* _Task brief_
Drop all images and give the records again exactly.

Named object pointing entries
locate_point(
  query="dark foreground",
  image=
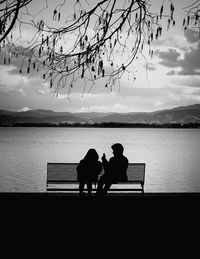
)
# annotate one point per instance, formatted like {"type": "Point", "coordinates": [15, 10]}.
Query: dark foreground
{"type": "Point", "coordinates": [128, 221]}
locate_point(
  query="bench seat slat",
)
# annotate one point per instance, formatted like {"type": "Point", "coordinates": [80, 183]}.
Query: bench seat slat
{"type": "Point", "coordinates": [65, 173]}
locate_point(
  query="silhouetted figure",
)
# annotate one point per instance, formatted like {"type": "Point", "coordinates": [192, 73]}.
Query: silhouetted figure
{"type": "Point", "coordinates": [115, 169]}
{"type": "Point", "coordinates": [88, 170]}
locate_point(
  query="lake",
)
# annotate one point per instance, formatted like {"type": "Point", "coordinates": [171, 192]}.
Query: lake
{"type": "Point", "coordinates": [171, 155]}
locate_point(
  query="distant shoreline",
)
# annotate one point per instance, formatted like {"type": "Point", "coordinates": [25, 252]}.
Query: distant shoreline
{"type": "Point", "coordinates": [105, 125]}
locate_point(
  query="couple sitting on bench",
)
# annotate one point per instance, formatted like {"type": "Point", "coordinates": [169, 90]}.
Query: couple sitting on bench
{"type": "Point", "coordinates": [90, 167]}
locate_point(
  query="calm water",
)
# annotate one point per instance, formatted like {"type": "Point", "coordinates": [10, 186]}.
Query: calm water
{"type": "Point", "coordinates": [171, 155]}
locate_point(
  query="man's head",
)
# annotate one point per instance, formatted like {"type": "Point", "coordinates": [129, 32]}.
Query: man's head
{"type": "Point", "coordinates": [118, 149]}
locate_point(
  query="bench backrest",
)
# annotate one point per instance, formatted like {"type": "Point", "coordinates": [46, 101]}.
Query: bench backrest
{"type": "Point", "coordinates": [61, 172]}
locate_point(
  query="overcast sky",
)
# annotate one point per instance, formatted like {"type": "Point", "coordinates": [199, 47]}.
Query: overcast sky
{"type": "Point", "coordinates": [172, 78]}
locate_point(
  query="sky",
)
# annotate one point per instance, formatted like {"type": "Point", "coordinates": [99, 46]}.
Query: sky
{"type": "Point", "coordinates": [172, 78]}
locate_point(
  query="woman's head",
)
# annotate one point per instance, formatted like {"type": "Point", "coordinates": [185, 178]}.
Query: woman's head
{"type": "Point", "coordinates": [92, 154]}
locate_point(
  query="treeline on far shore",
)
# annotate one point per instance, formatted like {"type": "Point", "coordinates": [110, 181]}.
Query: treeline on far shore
{"type": "Point", "coordinates": [106, 125]}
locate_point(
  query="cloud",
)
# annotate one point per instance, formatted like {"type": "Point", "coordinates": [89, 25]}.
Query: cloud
{"type": "Point", "coordinates": [191, 35]}
{"type": "Point", "coordinates": [168, 58]}
{"type": "Point", "coordinates": [190, 64]}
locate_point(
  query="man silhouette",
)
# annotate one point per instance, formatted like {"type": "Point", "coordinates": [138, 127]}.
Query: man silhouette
{"type": "Point", "coordinates": [115, 169]}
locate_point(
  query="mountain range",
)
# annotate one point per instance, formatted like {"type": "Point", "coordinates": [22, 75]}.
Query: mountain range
{"type": "Point", "coordinates": [182, 114]}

* _Response to this task_
locate_point(
  query="dark foreground",
  image=
)
# annotate one point per instance, formatted like {"type": "Point", "coordinates": [15, 10]}.
Query: dark foreground
{"type": "Point", "coordinates": [128, 221]}
locate_point(
  query="bench seat slat",
)
# annotate one point per instance, formatted like {"type": "Point", "coordinates": [80, 183]}.
Query: bench seat slat
{"type": "Point", "coordinates": [65, 173]}
locate_point(
  query="silhouetted figure",
)
# annotate one point per instance, formatted like {"type": "Point", "coordinates": [192, 73]}.
Query: silhouetted figure
{"type": "Point", "coordinates": [115, 169]}
{"type": "Point", "coordinates": [88, 170]}
locate_point(
  query="lake",
)
# annotate one point per instance, formatted like {"type": "Point", "coordinates": [171, 192]}.
Query: lake
{"type": "Point", "coordinates": [171, 155]}
locate_point(
  query="distant shoreline",
)
# annotate one point per instance, formatted like {"type": "Point", "coordinates": [25, 252]}.
Query: distant shoreline
{"type": "Point", "coordinates": [105, 125]}
locate_point(
  query="couple sitting on bench",
)
# annotate one point per instance, formatted like {"type": "Point", "coordinates": [169, 90]}.
Query: couple sitting on bench
{"type": "Point", "coordinates": [90, 167]}
locate_point(
  query="calm water",
)
# annotate one point per instance, formatted like {"type": "Point", "coordinates": [10, 186]}.
Query: calm water
{"type": "Point", "coordinates": [171, 155]}
locate_point(
  query="man's head",
)
# annotate one point per instance, formatted like {"type": "Point", "coordinates": [129, 32]}.
Query: man's head
{"type": "Point", "coordinates": [118, 149]}
locate_point(
  query="bench backrest",
)
# annotate one point per instance, formatted like {"type": "Point", "coordinates": [46, 101]}.
Query: bench backrest
{"type": "Point", "coordinates": [61, 172]}
locate_point(
  query="overcast sky",
)
# annotate one point per instance, formatted like {"type": "Point", "coordinates": [199, 47]}.
Query: overcast sky
{"type": "Point", "coordinates": [172, 78]}
locate_point(
  query="sky",
)
# annotate one point per instance, formatted like {"type": "Point", "coordinates": [99, 46]}.
Query: sky
{"type": "Point", "coordinates": [172, 78]}
locate_point(
  query="woman's head",
)
# annotate one point per instance, formatted like {"type": "Point", "coordinates": [185, 178]}.
Query: woman's head
{"type": "Point", "coordinates": [92, 154]}
locate_point(
  query="treeline on far shore",
)
# annotate one point per instance, formatted like {"type": "Point", "coordinates": [110, 181]}.
Query: treeline on far shore
{"type": "Point", "coordinates": [106, 125]}
locate_point(
  query="cloud",
)
# annotate one point per instance, formatted like {"type": "Point", "coordinates": [89, 25]}.
Query: cloud
{"type": "Point", "coordinates": [191, 35]}
{"type": "Point", "coordinates": [168, 58]}
{"type": "Point", "coordinates": [190, 64]}
locate_point(
  query="man silhouette",
)
# annotate one point per instance, formatted like {"type": "Point", "coordinates": [138, 127]}.
Query: man silhouette
{"type": "Point", "coordinates": [115, 169]}
locate_point(
  query="mountain range",
)
# annotate one point per instance, formatted like {"type": "Point", "coordinates": [22, 75]}.
Query: mountain range
{"type": "Point", "coordinates": [182, 114]}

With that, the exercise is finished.